EXCERPTED DATA:
____

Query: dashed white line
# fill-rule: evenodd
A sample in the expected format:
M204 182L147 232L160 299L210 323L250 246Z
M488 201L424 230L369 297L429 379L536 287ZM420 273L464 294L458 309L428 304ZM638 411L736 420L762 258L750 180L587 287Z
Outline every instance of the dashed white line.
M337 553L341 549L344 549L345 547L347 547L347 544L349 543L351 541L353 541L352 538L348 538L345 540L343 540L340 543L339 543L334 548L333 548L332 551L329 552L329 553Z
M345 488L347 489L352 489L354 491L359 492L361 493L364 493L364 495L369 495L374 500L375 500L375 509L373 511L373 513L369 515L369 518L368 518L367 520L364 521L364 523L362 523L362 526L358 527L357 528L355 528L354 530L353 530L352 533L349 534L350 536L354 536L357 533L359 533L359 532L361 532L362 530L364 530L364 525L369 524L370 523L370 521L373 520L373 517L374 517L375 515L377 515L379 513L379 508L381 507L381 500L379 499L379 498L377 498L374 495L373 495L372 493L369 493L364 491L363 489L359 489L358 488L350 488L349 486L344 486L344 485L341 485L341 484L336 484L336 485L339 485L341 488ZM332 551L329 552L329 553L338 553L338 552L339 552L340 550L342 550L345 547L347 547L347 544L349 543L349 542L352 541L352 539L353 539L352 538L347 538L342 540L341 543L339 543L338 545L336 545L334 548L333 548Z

____

Copy out the listing above, putting "yellow" wherever "white" appears and keeping everything else the same.

Query: dashed yellow line
# fill-rule: evenodd
A sample in the expected format:
M204 182L147 232L160 299L210 323L250 246Z
M488 201L424 230L369 297L429 379L536 287ZM420 273L464 294L458 309L428 304ZM638 411L736 420L762 258L750 180L587 287Z
Outline every instance of the dashed yellow line.
M337 553L341 549L344 549L345 547L347 547L347 544L349 543L351 541L353 541L352 538L348 538L345 540L343 540L340 543L339 543L334 548L333 548L332 551L329 552L329 553Z
M345 488L347 489L352 489L354 491L359 492L361 493L364 493L364 495L369 495L374 500L375 500L375 509L373 511L373 513L369 515L369 518L368 518L367 520L364 521L364 523L362 523L362 526L358 527L357 528L355 528L354 530L353 530L352 533L349 534L350 536L354 536L357 533L359 533L359 532L361 532L362 530L364 530L364 525L369 524L370 523L370 521L373 520L373 517L374 517L375 515L377 515L379 513L379 508L381 507L381 500L379 499L379 498L377 498L374 495L373 495L372 493L369 493L364 491L363 489L359 489L358 488L350 488L349 486L344 486L344 485L341 485L341 484L336 484L336 485L339 485L341 488ZM332 551L329 552L329 553L338 553L338 552L339 552L340 550L342 550L345 547L347 547L347 544L349 543L349 542L352 541L352 539L353 539L352 538L347 538L342 540L341 543L339 543L338 545L336 545L334 548L333 548Z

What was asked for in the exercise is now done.